### ПРИВЕДЁННЫЙ ТЕКСТ:
↓

There are no translations available.
Проект «Интеллигенция» 08.2011.
Православный журнал для сомневающихся "ФОМА" продолжает разговор о Церкви и интеллигенции. На этот раз собеседник — публицист и телеведущий Михаил Леонтьев. Его позиция может показаться слишком радикальной, однако, по мнению редакции журнала, в рамках серьезной дискуссии она обязательно должна быть услышана. Как считает Леонтьев, старая интеллигенция уже прекращает свое существование и это, как ни странно, хорошо.
— Михаил Владимирович, на Ваш взгляд, какие исторические изменения претерпело интеллигентское сословие за постсоветское время и в какую сторону трансформировалось?
— Для начала, я бы определился c тем, что понимать под этим сословием или прослойкой, как она называлась в советское время с марксистско-ленинской точки зрения. Очень хорошо, кстати, что вы сформулировали этот вопрос именно как вопрос о сословии, а не с точки зрения нравственно-этической позиции, как это принято среди самоидентифицирующихся интеллигентов.
Это сословие перестает существовать. И это большое счастье для России. С этим связан, конечно, и серьезный ущерб, потому что перестает оно существовать не в условиях развития социальной структуры российского общества, а в условиях ее дегенерации. Так что радоваться пока все-таки немножко рановато.

↑

### ФОРМУЛИРОВКИ ЗАДАНИЙ:
[1] Перепишите дословно фрагмент интервью, начиная со слов «Православный журнал для» и продолжая до слов «какую сторону трансформировалось?».
[2] Кто выступает собеседником журнала «Фома» в этом интервью?

### ИСХОДНЫЕ ДАННЫЕ:

↓

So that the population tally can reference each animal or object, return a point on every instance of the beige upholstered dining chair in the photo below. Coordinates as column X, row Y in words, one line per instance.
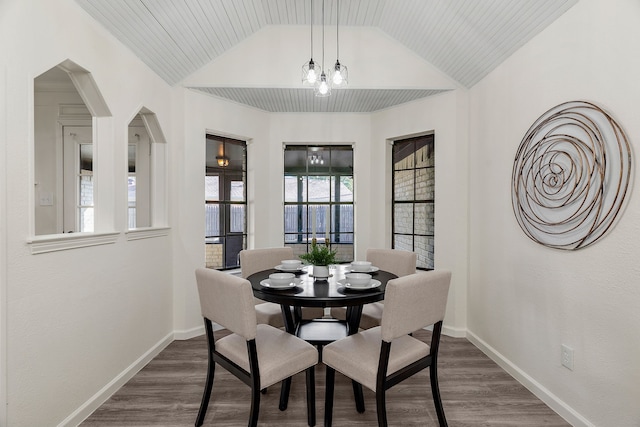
column 401, row 263
column 381, row 357
column 259, row 355
column 254, row 260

↑

### ПИСЬМЕННЫЕ ОТВЕТЫ:
[1]
Православный журнал для сомневающихся "ФОМА" продолжает разговор о Церкви и интеллигенции. На этот раз собеседник — публицист и телеведущий Михаил Леонтьев. Его позиция может показаться слишком радикальной, однако, по мнению редакции журнала, в рамках серьезной дискуссии она обязательно должна быть услышана. Как считает Леонтьев, старая интеллигенция уже прекращает свое существование и это, как ни странно, хорошо.
— Михаил Владимирович, на Ваш взгляд, какие исторические изменения претерпело интеллигентское сословие за постсоветское время и в какую сторону трансформировалось?

[2] Публицист и телеведущий Михаил Леонтьев.